Assignment
Take the material below and output exactly the run of lines from the one containing "target | mountain ridge" down to the one containing "task | one point per instance, each pair like [160, 455]", with both included.

Provided records
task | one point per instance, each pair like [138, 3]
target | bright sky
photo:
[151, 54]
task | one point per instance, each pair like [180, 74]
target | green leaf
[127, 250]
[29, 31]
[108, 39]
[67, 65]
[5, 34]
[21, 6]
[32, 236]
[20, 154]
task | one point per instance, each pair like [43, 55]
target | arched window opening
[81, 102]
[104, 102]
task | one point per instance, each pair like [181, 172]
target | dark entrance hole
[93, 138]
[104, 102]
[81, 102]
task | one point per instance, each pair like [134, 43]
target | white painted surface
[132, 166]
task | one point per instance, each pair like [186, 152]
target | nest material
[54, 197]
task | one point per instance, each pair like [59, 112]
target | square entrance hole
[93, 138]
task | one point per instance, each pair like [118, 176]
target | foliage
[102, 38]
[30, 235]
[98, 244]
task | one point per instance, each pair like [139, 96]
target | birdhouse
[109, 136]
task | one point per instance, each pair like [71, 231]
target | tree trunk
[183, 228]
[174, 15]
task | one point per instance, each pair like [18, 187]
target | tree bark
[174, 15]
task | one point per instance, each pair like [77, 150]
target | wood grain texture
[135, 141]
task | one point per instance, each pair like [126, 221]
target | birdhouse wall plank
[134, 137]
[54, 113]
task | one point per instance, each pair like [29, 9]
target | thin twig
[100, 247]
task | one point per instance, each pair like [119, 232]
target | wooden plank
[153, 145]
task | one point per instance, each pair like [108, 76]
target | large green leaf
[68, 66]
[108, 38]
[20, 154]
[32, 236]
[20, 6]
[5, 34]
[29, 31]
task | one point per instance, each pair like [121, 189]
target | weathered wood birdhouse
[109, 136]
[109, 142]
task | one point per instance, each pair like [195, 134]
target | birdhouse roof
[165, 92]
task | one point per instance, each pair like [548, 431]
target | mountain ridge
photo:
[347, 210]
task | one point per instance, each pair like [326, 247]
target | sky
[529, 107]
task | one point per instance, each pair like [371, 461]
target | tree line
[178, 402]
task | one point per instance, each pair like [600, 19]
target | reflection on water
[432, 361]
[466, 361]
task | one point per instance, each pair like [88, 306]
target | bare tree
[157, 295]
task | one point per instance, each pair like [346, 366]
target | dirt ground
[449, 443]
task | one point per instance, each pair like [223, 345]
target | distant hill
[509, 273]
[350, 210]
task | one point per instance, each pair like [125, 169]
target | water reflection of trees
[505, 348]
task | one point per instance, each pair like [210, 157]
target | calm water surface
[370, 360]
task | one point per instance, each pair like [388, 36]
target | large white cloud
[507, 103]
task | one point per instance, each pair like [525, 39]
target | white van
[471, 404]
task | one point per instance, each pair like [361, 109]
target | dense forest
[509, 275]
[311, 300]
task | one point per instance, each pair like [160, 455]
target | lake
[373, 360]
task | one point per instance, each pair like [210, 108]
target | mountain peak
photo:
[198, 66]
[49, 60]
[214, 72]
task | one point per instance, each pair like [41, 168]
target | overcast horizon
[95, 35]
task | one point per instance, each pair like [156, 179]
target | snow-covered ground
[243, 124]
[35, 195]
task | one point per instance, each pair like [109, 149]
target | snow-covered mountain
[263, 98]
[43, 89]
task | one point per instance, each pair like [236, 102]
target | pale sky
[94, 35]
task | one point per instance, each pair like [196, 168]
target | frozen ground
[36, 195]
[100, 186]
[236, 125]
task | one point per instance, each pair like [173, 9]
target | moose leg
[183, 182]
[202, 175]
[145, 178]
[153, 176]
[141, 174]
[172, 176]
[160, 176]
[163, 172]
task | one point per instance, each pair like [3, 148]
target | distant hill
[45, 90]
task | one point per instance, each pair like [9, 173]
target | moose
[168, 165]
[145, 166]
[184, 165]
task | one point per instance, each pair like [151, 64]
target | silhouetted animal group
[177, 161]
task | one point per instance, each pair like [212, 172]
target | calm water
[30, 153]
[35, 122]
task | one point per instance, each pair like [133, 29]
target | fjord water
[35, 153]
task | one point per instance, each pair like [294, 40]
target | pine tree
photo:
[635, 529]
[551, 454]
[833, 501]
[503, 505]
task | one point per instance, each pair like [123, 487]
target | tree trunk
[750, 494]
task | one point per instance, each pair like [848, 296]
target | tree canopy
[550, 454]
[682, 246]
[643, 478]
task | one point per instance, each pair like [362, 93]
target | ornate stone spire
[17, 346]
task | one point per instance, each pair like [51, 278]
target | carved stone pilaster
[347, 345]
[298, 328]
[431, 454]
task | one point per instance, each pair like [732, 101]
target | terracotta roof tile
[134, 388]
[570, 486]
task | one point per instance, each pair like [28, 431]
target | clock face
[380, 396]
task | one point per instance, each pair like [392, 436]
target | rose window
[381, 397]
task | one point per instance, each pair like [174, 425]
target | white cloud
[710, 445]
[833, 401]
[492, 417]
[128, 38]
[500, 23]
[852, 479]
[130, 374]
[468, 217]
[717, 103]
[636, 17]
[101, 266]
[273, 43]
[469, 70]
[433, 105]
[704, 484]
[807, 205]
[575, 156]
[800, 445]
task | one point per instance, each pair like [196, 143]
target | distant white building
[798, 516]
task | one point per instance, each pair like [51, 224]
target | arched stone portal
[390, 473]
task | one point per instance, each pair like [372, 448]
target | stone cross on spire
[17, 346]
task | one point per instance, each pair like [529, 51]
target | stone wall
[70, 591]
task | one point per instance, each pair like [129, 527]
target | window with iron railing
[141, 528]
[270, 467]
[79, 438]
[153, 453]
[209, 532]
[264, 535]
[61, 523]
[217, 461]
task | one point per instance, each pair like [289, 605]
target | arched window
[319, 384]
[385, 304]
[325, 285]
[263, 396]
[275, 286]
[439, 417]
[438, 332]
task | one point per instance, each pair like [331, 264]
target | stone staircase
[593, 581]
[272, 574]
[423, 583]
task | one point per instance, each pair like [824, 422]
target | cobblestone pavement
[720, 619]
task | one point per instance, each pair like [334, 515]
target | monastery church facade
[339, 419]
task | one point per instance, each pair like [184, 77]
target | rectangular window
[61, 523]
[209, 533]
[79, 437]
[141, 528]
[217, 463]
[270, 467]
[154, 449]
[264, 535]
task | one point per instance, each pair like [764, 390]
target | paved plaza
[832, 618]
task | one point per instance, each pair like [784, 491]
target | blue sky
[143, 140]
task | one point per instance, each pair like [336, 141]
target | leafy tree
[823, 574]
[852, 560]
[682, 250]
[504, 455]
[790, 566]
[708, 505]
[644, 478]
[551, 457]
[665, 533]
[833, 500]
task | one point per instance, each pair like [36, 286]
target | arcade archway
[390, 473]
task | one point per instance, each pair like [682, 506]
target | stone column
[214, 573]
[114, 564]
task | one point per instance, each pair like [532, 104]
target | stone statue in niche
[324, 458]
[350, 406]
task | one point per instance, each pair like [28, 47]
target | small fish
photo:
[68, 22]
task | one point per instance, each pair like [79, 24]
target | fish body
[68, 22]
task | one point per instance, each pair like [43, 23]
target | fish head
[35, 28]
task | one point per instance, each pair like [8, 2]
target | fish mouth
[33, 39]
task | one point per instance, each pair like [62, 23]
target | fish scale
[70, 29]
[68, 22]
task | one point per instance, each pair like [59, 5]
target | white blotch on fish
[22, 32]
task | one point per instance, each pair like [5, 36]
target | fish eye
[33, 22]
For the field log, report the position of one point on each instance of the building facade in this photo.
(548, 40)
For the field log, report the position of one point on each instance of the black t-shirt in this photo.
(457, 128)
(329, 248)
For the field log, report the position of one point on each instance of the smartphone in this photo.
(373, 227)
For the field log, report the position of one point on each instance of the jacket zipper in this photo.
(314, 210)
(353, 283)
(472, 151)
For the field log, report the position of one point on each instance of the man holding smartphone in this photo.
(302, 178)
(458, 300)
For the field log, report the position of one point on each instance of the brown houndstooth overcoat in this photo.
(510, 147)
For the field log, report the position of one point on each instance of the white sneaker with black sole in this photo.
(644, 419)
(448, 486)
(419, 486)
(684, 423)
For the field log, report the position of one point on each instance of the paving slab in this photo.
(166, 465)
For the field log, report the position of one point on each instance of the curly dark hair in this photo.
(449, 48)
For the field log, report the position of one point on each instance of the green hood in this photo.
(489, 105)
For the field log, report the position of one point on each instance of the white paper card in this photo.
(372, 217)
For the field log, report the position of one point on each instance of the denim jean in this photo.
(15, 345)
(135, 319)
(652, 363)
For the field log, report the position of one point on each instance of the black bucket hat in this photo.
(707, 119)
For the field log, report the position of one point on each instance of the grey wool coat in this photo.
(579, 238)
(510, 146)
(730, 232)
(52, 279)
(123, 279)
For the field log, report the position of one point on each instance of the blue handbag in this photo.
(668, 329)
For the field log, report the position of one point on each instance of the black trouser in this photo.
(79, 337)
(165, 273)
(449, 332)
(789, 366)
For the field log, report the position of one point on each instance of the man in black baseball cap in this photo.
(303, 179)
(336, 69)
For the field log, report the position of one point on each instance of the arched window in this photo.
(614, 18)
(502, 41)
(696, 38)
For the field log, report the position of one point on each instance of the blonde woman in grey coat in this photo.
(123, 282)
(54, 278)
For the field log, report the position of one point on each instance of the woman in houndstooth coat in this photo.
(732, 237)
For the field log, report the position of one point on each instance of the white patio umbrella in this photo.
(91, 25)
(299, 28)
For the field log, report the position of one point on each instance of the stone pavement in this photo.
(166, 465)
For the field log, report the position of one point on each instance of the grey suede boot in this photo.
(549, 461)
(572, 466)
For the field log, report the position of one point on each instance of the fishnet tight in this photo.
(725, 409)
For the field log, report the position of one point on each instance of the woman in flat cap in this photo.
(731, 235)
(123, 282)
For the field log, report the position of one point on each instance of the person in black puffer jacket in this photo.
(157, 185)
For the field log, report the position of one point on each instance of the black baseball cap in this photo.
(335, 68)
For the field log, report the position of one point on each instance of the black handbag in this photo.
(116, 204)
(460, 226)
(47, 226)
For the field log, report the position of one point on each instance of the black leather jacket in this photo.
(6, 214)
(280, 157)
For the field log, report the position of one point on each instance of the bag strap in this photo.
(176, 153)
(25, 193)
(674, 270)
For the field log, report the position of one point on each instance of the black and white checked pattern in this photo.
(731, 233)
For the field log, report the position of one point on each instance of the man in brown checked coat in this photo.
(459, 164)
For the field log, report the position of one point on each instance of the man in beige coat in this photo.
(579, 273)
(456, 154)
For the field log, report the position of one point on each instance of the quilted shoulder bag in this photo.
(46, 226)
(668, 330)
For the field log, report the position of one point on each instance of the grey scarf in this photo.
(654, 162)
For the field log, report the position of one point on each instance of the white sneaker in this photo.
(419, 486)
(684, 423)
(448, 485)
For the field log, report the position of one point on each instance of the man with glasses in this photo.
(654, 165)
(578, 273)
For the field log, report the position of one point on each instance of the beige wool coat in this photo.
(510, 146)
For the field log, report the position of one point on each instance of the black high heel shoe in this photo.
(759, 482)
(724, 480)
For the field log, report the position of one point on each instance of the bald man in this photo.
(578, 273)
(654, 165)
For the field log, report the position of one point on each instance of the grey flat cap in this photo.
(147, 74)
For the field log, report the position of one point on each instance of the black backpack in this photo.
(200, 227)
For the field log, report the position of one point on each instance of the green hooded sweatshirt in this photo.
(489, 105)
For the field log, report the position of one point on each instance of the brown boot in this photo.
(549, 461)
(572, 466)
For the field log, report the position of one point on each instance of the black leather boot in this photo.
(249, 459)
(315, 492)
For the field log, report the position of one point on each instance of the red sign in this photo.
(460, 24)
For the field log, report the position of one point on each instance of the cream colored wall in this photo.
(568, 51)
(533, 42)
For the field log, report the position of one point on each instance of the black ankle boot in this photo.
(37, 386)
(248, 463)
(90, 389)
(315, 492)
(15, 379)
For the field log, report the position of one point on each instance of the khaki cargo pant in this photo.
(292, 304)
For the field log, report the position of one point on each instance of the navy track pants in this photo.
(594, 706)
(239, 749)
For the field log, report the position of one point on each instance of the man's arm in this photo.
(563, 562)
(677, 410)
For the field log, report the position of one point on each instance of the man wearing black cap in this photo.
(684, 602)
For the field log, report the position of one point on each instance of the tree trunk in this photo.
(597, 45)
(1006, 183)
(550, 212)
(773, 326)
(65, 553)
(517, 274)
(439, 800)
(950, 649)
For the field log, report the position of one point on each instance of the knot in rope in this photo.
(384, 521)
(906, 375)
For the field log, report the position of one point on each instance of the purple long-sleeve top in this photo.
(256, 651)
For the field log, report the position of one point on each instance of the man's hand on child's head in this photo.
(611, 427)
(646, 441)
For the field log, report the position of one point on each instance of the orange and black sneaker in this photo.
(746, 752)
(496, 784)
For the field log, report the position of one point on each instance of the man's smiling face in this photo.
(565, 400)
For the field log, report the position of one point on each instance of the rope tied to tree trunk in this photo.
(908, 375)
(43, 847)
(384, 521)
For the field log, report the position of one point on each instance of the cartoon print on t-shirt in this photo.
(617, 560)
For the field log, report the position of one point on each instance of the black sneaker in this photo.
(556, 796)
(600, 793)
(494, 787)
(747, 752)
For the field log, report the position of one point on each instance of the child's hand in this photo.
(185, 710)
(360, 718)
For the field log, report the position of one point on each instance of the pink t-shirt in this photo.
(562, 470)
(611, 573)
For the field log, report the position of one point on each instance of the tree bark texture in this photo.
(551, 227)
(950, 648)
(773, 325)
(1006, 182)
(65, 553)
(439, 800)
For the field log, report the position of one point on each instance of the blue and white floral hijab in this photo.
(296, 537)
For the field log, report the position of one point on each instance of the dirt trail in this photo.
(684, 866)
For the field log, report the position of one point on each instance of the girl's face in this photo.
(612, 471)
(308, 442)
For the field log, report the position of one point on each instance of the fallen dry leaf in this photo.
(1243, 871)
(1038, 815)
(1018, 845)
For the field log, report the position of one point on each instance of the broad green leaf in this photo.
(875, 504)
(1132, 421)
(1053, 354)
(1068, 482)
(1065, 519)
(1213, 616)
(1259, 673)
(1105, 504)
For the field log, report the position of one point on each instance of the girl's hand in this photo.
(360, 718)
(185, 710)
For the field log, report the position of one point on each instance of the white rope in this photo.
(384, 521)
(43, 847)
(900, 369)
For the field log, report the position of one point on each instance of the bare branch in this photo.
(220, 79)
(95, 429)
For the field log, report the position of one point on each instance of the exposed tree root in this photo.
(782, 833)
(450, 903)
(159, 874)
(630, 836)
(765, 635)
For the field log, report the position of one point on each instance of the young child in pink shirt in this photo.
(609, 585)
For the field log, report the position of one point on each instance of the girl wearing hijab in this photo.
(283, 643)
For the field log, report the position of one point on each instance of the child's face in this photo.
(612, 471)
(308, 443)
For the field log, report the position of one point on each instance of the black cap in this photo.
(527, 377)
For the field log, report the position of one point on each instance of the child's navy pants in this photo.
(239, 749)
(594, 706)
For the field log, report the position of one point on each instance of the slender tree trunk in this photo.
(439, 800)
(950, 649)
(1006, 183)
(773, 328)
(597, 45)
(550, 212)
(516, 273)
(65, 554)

Exercise answer
target | mountain ridge
photo:
[347, 210]
task | one point per instance, each pair like [326, 247]
target | sky
[529, 107]
task | one point per instance, each pair like [371, 461]
target | tree line
[178, 402]
task | one point per instance, each pair like [600, 19]
target | reflection on water
[432, 361]
[466, 361]
task | one point per instance, each pair like [88, 306]
target | bare tree
[157, 295]
task | one point per instance, each pair like [346, 366]
target | dirt ground
[449, 443]
task | one point per instance, each pair like [223, 345]
target | distant hill
[509, 273]
[350, 210]
task | one point per instance, each pair like [125, 169]
target | water reflection of trees
[505, 348]
task | one point per instance, each pair like [210, 157]
target | calm water surface
[370, 360]
task | one point per instance, each pair like [388, 36]
target | large white cloud
[507, 103]
task | one point per instance, each pair like [525, 39]
target | white van
[471, 404]
task | one point per instance, each pair like [361, 109]
target | dense forest
[509, 275]
[311, 300]
task | one point per instance, each pair like [160, 455]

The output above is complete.